◆ **Text shown**
◆ ◆ ◆ ◆ ◆ ◆ ◆

While “This Wind’s Too Cold” is the beginning, the record takes shape with “Colored
Lights.” In the declaration of kicking down a door, it’s abrupt and straight to the point.
As the song delves deeper and deeper into it’s protagonist’s persona, “Colored Lights”
reveals a person broken by romantic quandaries and desiring the distance found in
surrounding fog. In this fog, the lights break through with the illuminating hum of
their familiar hues. The song also deals with the literal and figurative idea of flights.
In one sense, a fall can mean a descent into madness. On the other hand, it can literally
mean throwing oneself down a flight of stairs to reach the bottom. It’s a difficult
delineation to observe accurately, but I find the idea of flight to be contained in the idea
of ascending madness. To me, that’s a stronger payoff for a song like “Colored Lights”
than immediately stating the obvious and announcing one’s insanity in a tailored, cliché
fashion.

As I mentioned earlier, More Strange News from Another Star may be about several
things. One of its main focuses is travel and “Worse Things Have Happened” is a first
sign. It shows a design in the human condition of how the worst has yet to come. In our
simpleton overreactions, we fail to realize how easy it is to overcome. This is a basic
concept that is steeped in the lore of ancient musical tradition. This school of thought is
prominent in Wallace’s persona. It’s another trait of this record that shows how Wallace
takes the lessons learned from tradition and exemplifies their principles to develop a
unique sound. The noisiness present in “Worse Things Have Happened” achieves this in
strides.

There’s a line in a song by one of my favorite songwriters called “Miss Ferguson.” In this
tune, Cory Branan declares his love for a woman twice his age by telling her that he can’t
wait until the southern kicks in. The idea behind this sentiment is that he anticipates the
moment in which weight may settle in, but he knows that he will stick around through
and through. With More Strange News From Another Star, the weight in question is
when Wallace submits himself to the south in exchange for musical exuberance. I think
the moment on the record that displays this in spades is “The Wire (Reprise)/Kicked
Down The Road.” In going with the theme of travel, the tune expresses many ideas
about the life of a touring musician. There is the feeling of walking endlessly on the
proverbial tightrope as you take one of the greater chances of all. There is the struggle
between being embraced for your art on the road and the more likely symptoms of being
dismissed as you continue on your path to whatever we define as “home.” This has it
all and while determining that anything should be defined as “southern” in the case of
Wallace is beside the point. The idea of a “southern” tendency settling in has more to do
with an acknowledgment. This is that it was never a choice when it came to who he was
to become. He was always meant to make music and that weight found in the acceptance
of this is what makes the struggles on the road seem not so bad. As he put it earlier on,
worse things have happened to the human race.

More Strange News from Another Star builds on the identity that Wallace has been
growing into for ages now. While I Smile All Day, I Smile All Night lays the foreground,
I truly believe this is a record where we get to see him come into his own. Although, the
idea of “home” when it comes to artists like Wallace is forged by the road continuously
traveled, I can only hope that “home” could come to mean Richmond, Virginia if even
for just a single night’s performance.

◆ ◆ ◆ ◆ ◆ ◆ ◆

◆ **Questions to answer**
1. Echo the passage of the album review from "reveals a person" to "idea of flights.", inclusive.
2. According to the album review, what is one of the main focuses of More Strange News from Another Star?

◆ **Data extracts**
◆ ◆ ◆ ◆ ◆ ◆ ◆

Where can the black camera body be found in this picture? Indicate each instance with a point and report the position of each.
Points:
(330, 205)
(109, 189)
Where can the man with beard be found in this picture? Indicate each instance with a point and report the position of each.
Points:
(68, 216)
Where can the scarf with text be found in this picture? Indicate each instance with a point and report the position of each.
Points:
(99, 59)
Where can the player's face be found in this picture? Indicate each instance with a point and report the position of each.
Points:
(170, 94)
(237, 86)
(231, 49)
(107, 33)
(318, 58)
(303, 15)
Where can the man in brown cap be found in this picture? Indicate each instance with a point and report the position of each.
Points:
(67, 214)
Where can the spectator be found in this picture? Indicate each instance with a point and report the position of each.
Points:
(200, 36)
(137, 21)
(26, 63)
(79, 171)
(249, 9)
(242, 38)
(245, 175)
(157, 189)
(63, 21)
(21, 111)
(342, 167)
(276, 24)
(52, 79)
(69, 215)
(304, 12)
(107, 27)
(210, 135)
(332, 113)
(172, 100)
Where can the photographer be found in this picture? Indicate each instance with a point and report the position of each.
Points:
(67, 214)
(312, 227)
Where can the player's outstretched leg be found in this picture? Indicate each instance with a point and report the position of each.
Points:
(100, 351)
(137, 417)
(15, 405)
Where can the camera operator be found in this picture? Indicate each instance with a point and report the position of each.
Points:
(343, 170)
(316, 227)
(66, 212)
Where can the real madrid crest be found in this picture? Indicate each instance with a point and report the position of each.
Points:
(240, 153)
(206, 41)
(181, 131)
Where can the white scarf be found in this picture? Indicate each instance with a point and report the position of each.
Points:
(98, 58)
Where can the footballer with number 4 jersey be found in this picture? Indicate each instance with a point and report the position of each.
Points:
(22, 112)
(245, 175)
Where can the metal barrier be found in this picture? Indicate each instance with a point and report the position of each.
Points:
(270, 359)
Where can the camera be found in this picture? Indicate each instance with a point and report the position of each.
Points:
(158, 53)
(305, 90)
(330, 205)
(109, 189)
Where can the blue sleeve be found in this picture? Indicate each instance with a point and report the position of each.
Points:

◆ ◆ ◆ ◆ ◆ ◆ ◆

◆ **Solutions to the tasks**
1.
reveals a person broken by romantic quandaries and desiring the distance found in
surrounding fog. In this fog, the lights break through with the illuminating hum of
their familiar hues. The song also deals with the literal and figurative idea of flights.

2. Travel.